Tendo presente o que vem de dizer-se, e sabido que o processo especial de revitalização tem como pressuposto legal (pressuposto material) que o devedor se encontre em situação económica difícil ou em situação de insolvência meramente iminente, mas que ainda seja suscetível de recuperação, a questão que se coloca é a seguinte: poderá e deverá o juiz, no contexto do citado art. 215º, ocupar-se desse pressuposto material e recusar a homologação do plano que tenha sido aprovado se concluir que os factos revelam o estado atual de insolvência do devedor?

Já iremos a esta questão. Mas antes, afigura-se-nos irrazoável supor, como parece supor alguma jurisprudência (caso do acórdão da Relação de Coimbra de 10 de março de 2015, atrás citado, aí onde conclui que a regulação da tramitação do procedimento de revitalização é de todo desadequada para a discussão sobre o carácter iminente ou verdadeiramente atual da insolvência do devedor porque o seu núcleo essencial, a fase negocial, decorre informal e exteriormente ao controlo judicial”), que do processo de revitalização está completamente abduzida a possibilidade de, para os seus próprios fins, discutir se o devedor está ou não insolvente. Basta até ver que o pedido de não homologação a solicitação dos credores no contexto da alínea a) do nº 1 do art. 216º pode ter como fundamento ou pressuposto precisamente o estado de insolvência atual do devedor e, como assim, obrigar o juiz a sopesar o assunto para os concretos fins do processo de revitalização (e mais nada).

Mas voltemos à questão formulada.

Sobre esse tema e seu alcance, vejamos alguns contributos doutrinários.

Dizem Carvalho Fernandes e João Labareda (ob. cit., p. 780), que o referido art. 215º confere ao tribunal o papel de guardião da legalidade, cabendo-lhe em consequência sindicar o cumprimento das normas aplicáveis como requisito da homologação do plano. Acrescentam (p. 782) que são não negligenciáveis “todas as violações de normas imperativas que acarretem a produção a produção de um resultado que a lei não autoriza. Diversamente, são desconsideráveis as infrações que atinjam simplesmente regras de tutela particular que podem, todavia, ser afastadas com o consentimento do protegido”. Mais aduzem (p. 783) que “o plano deve ser aprovado em condições que, efetivamente, viabilizam a realização do fim a que se destina. Isso exclui que mesmo por vontade dos credores, apurada na forma da lei, se constitua como expediente de dilação ou suspensão do processo de insolvência ao serviço de objetivos que não se coadunem com o pensamento legislativo”. Ainda, dizem os mesmos autores (p. 781) que são normas procedimentais “aquelas que regem a atuação a desenvolver no processo, que incluem os passos que nele devem ser dados até que a assembleia de credores decida sobre as propostas que nele foram presentes – incluindo, por isso, as relativas à própria convocatória e funcionamento ‑, e, bem assim, as relativas ao modo como ele deve ser elaborado e apresentado”. Por sua vez, normas de conteúdo, serão “todas as respeitantes à parte dispositiva do plano, mas, além delas, ainda aquelas que fixam os princípios a que ele deve obedecer imperativamente e as que definem os temas que a proposta deve contemplar”.

:::

> _Tarefas escritas_
(a) Traduza para inglês, por favor, esta frase do texto sobre o processo especial de revitalização: "Sobre esse tema e seu alcance, vejamos alguns contributos doutrinários."
(b) Prossiga o texto sobre o processo especial de revitalização a partir do ponto em que termina.
Os dados que se seguem provêm de outra fonte.

:::

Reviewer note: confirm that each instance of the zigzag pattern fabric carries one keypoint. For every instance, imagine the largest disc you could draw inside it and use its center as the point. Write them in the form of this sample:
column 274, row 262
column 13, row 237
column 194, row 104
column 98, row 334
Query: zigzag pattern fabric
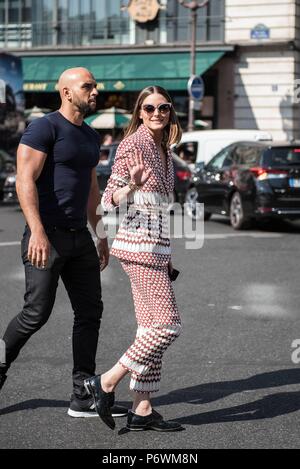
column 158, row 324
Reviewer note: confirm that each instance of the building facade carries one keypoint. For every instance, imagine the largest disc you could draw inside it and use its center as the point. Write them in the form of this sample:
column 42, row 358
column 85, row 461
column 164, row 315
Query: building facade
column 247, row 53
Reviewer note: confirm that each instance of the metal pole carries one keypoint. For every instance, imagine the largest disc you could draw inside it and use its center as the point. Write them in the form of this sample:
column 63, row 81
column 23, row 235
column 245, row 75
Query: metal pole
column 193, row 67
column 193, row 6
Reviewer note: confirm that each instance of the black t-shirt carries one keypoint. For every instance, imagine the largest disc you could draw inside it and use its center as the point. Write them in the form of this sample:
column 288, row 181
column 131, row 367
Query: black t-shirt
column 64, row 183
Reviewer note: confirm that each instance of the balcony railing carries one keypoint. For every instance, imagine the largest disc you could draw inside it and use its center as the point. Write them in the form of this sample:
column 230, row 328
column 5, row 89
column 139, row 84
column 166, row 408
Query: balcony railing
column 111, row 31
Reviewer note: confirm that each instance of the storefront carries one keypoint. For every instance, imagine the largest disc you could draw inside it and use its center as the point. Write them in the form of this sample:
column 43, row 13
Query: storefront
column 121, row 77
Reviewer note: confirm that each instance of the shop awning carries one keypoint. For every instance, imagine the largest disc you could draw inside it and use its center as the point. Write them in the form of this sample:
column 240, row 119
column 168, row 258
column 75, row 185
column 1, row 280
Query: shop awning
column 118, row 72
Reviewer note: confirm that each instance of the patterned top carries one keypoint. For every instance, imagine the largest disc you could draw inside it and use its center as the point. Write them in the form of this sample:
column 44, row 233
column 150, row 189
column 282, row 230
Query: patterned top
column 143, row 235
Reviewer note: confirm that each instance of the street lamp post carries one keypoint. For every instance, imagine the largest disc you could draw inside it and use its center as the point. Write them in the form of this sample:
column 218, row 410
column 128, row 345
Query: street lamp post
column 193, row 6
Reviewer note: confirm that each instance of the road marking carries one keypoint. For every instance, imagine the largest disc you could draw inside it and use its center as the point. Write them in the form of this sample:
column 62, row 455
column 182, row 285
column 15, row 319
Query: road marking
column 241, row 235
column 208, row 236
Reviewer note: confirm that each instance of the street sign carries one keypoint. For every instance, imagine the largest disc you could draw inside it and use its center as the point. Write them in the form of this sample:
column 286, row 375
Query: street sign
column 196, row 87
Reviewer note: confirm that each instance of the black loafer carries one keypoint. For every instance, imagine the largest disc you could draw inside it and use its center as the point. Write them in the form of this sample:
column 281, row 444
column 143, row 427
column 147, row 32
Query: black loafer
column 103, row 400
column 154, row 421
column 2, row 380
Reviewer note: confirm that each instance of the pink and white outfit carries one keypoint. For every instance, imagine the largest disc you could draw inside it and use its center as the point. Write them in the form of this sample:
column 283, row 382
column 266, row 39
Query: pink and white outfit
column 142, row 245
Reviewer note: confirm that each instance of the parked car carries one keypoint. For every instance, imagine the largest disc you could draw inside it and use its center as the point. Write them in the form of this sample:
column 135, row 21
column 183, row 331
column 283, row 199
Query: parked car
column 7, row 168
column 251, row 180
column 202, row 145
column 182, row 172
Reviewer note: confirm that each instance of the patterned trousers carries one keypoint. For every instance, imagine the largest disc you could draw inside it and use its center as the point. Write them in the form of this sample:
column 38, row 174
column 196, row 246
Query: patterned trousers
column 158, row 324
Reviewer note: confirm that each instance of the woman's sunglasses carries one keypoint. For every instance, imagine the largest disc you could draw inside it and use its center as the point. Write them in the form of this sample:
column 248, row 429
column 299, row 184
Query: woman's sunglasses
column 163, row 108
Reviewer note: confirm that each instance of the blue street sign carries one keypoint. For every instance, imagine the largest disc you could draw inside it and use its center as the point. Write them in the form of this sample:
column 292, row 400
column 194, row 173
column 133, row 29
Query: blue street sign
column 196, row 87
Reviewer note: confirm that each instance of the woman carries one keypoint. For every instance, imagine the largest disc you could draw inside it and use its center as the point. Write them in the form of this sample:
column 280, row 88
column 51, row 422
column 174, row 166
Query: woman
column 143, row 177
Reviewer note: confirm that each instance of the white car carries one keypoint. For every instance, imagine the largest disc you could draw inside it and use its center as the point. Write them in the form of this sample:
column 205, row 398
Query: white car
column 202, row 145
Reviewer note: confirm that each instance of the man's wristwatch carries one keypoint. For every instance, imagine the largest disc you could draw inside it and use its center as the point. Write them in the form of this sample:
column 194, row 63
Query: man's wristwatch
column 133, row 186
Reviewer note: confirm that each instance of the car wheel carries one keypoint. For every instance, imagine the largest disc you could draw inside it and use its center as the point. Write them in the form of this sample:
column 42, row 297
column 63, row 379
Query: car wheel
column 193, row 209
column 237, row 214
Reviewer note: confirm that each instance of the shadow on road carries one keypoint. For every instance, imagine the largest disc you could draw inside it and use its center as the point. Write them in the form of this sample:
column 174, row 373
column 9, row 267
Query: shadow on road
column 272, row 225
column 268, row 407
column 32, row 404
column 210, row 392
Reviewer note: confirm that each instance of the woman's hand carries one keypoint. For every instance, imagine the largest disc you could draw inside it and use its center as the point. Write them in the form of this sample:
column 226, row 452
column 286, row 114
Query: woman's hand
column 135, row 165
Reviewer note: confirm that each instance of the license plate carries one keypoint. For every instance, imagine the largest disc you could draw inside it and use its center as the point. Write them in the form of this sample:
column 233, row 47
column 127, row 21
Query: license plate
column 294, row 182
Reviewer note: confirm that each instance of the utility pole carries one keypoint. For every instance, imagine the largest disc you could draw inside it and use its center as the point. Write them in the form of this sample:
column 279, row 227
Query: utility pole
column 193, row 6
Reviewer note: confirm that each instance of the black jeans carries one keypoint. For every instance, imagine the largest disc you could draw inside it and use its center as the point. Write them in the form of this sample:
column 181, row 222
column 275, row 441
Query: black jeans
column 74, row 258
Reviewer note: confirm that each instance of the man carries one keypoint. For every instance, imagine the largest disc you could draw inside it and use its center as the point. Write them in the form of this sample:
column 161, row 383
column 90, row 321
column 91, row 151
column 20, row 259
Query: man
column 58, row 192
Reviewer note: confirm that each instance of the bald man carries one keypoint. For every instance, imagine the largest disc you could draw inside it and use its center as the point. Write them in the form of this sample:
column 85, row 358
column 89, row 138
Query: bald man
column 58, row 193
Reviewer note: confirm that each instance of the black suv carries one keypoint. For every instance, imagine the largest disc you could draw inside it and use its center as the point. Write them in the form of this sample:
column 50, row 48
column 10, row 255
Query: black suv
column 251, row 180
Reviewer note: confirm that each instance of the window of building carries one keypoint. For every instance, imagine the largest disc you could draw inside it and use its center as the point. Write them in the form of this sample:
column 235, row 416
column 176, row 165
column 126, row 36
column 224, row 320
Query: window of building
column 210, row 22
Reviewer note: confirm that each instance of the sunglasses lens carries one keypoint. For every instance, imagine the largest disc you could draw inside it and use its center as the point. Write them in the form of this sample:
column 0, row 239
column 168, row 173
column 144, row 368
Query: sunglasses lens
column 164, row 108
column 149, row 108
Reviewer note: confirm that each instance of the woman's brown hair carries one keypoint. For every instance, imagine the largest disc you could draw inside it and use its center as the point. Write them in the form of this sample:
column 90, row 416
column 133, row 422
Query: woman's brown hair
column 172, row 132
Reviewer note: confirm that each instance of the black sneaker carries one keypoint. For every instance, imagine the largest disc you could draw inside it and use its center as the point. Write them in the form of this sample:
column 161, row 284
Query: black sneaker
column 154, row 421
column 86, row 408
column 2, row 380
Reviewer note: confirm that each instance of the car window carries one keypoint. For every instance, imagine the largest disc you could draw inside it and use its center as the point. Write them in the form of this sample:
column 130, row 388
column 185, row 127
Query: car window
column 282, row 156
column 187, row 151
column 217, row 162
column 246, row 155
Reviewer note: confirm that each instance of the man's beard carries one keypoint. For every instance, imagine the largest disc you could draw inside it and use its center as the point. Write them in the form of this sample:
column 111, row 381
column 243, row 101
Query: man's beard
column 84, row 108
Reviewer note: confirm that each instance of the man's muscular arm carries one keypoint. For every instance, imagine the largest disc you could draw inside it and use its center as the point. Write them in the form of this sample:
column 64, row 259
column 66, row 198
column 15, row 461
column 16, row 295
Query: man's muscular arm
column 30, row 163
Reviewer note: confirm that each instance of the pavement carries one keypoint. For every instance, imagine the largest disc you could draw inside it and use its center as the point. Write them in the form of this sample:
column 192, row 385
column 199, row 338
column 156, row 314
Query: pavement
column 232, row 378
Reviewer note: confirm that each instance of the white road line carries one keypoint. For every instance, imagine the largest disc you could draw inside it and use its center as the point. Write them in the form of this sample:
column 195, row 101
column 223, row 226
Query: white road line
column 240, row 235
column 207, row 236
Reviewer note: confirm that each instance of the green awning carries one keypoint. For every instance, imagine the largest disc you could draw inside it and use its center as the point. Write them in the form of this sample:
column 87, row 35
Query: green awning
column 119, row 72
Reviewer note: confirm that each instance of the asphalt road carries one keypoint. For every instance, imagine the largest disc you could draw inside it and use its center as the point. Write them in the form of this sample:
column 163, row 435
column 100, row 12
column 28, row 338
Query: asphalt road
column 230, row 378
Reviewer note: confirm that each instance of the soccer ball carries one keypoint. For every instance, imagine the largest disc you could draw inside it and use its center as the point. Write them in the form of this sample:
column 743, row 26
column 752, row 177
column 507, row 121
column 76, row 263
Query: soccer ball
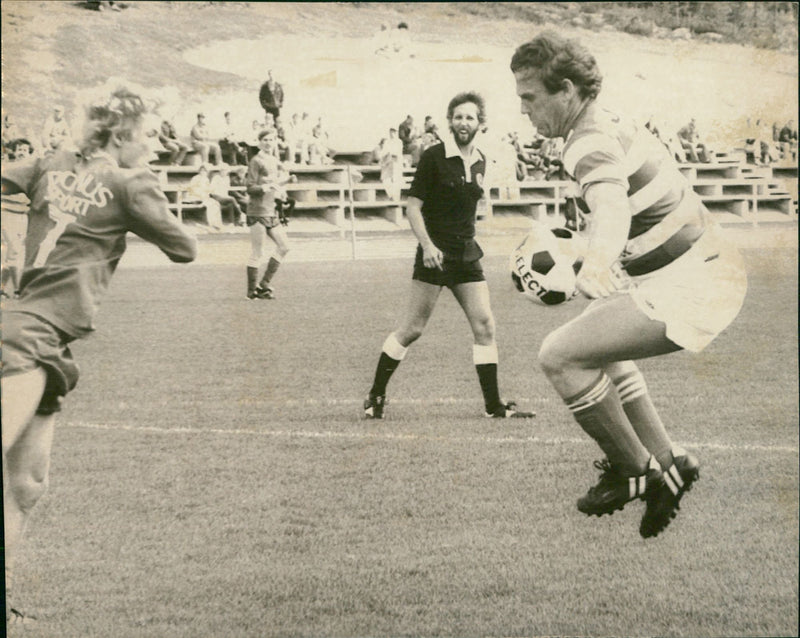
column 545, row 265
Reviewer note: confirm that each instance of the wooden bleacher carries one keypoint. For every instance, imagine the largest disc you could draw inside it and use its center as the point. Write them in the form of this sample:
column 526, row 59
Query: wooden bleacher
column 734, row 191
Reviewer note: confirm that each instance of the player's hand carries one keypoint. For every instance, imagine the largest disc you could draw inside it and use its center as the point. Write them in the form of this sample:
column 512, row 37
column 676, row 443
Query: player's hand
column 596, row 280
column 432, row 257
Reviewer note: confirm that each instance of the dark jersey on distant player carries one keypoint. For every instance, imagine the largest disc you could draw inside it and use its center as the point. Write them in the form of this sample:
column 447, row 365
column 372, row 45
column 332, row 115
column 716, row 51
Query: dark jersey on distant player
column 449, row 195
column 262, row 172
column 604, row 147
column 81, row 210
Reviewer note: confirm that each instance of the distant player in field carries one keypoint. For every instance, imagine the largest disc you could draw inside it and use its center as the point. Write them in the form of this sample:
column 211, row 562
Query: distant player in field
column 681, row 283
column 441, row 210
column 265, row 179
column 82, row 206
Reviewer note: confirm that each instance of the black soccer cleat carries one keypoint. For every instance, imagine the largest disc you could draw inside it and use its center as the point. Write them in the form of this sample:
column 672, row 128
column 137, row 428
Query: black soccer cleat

:::

> _Respostas por tarefa_
(a) On this topic and its scope, let us look at some contributions from legal scholarship.

(b)
Embora discorrendo a propósito do despacho judicial liminar do procedimento, mas isto vale inteiramente, até por maioria de razão, para a fase da homologação, Luís Martins afirma (ob. cit., p. 32) que “Se existirem factos impeditivos ou que não sejam, supríveis por convite, deve ser rejeitado (ex. uso abusivo do procedimento, para regular a posição de um credor em especial ou a empresa encontrar-se numa situação de insolvência atual), pois, apesar do PER ter como finalidade a recuperação do devedor através do consenso, não deixa de pretender garantir os interesses dos credores – que são chamados a intervir no mesmo. Nestas e noutras situações abusivas, o juiz deve repudiar tal conduta e não admitir o procedimento, pois este não tutela o interesse coletivo nem os fins para que foi instituído”.

Maria do Rosário Epifânio (O Processo Especial de Revitalização, p. 24) parece seguir no mesmo sentido, aí onde refere que no momento liminar apenas pode ser indeferida pretensão do devedor quando for manifesta a viabilidade do pedido, mas que “o controlo dos pressupostos materiais será feito posteriormente (no despacho de homologação, ou em momento anterior, se o administrador judicial provisório suscitar a questão perante o juiz”.

Carvalho Fernandes e João Labareda (ob. cit., p. 138), realçando precisamente o que se contém da lei como pressuposto material do procedimento, dizem que o processo de revitalização não é meio idóneo quando, considerados os critérios do art. 3º, o devedor viver já na impossibilidade de cumprimento das obrigações vencidas ou, tratando-se de uma entidade incluída na previsão do nº 2, disponha de um ativo patrimonial manifestamente inferior ao passivo. E sobre a relação que deva existir entre o controlo judicial do plano e os pressupostos materiais do procedimento, acrescentam:

“(…) temos por certo o seguinte regime:

a) Quando, pela documentação inicialmente junta pelo devedor, o juiz dê conta da inexistência de qualquer uma das situações fundamentantes do processo de revitalização, deve indeferir o requerimento inicial por falta de pressuposto processual insuprível;

b) Quando, proferido que seja o despacho inicial de seguimento, se venha a evidenciar tal irregularidade, o juiz deve recusar a homologação do acordo que tenha sido alcançado, por violação não negligenciável de regras procedimentais (…)”.

Afigura-se-nos ser de subscrever a orientação jurídica para que apontam estes contributos.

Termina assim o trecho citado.